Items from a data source
##############################
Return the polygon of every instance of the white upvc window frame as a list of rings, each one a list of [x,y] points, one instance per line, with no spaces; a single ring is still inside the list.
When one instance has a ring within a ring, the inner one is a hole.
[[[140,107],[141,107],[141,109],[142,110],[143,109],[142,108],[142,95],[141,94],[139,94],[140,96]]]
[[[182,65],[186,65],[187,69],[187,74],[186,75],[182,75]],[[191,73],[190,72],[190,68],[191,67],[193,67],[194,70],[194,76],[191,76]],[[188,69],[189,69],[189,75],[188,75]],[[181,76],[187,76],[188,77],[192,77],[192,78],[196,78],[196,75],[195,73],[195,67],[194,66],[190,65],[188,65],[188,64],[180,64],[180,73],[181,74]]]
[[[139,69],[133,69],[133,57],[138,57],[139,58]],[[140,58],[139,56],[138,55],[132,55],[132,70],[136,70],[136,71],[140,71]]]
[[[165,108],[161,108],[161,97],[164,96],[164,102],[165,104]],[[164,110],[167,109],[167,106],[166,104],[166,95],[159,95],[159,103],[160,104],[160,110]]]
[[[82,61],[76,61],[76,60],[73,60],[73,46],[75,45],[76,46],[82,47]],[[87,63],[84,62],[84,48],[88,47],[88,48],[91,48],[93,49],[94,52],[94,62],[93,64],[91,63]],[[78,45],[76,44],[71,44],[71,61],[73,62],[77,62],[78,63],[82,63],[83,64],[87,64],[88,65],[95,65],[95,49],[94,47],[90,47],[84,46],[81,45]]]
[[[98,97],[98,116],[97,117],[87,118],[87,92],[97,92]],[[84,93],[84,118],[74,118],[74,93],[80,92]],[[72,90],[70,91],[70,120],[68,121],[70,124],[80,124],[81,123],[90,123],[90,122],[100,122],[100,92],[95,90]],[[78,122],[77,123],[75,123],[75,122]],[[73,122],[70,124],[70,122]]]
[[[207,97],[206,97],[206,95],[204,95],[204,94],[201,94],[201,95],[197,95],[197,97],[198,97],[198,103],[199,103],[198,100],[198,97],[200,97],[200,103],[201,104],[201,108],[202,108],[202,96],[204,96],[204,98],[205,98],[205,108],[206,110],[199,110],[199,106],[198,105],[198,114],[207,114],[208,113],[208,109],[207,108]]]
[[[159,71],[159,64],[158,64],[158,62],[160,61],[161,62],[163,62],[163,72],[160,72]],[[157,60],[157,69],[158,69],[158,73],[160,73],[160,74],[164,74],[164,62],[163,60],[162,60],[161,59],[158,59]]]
##############################
Switch "white upvc window frame" to "front door" everywhere in the material above. Leave everything else the same.

Return the polygon of every instance of the front door as a list of rings, each one a list of [x,y] points, one instance per line, with no spaces; a single ring is still inside the list.
When one instance has a ring within a ring, the inner one is a hole.
[[[140,107],[141,107],[141,109],[142,110],[143,109],[142,108],[142,95],[141,94],[139,94],[140,96]]]
[[[182,65],[186,65],[187,69],[187,74],[186,75],[182,75]],[[191,73],[190,72],[190,68],[191,67],[193,67],[194,70],[194,76],[191,76]],[[188,69],[189,69],[189,75],[188,75]],[[181,76],[187,76],[188,77],[192,77],[192,78],[196,78],[196,75],[195,73],[195,67],[194,66],[190,65],[188,65],[188,64],[180,64],[180,73],[181,74]]]
[[[139,69],[133,69],[133,57],[138,57],[139,58]],[[140,58],[139,56],[138,55],[132,55],[132,70],[136,70],[136,71],[140,71]]]
[[[165,108],[161,108],[161,97],[164,96],[164,102],[165,104]],[[164,110],[167,109],[167,106],[166,104],[166,95],[159,95],[159,103],[160,104],[160,110]]]
[[[82,61],[76,61],[76,60],[73,60],[73,46],[75,45],[76,46],[82,47]],[[87,63],[84,62],[84,48],[88,47],[88,48],[91,48],[93,49],[94,52],[94,62],[93,64],[91,63]],[[78,45],[76,44],[71,44],[71,61],[73,62],[77,62],[78,63],[82,63],[83,64],[87,64],[88,65],[95,65],[95,49],[94,47],[90,47],[84,46],[81,45]]]
[[[98,97],[98,116],[97,117],[87,118],[87,92],[97,92]],[[84,93],[84,118],[74,118],[74,93],[80,92]],[[72,90],[70,91],[70,120],[68,121],[70,124],[80,124],[81,123],[90,123],[90,122],[100,122],[100,92],[95,90]],[[78,122],[77,123],[75,123],[75,122]],[[73,122],[70,124],[70,122]]]
[[[207,97],[206,97],[206,95],[204,95],[204,94],[201,94],[201,95],[197,95],[197,97],[198,97],[198,103],[199,103],[198,100],[198,97],[200,97],[200,103],[201,104],[201,108],[202,108],[202,96],[204,96],[204,98],[205,98],[205,108],[206,110],[199,110],[199,106],[198,105],[198,114],[207,114],[208,113],[208,109],[207,108]]]
[[[159,71],[159,64],[158,64],[158,62],[160,61],[161,62],[163,62],[163,72],[160,72]],[[157,60],[157,69],[158,69],[158,73],[160,73],[160,74],[164,74],[164,62],[163,60],[162,60],[161,59],[158,59]]]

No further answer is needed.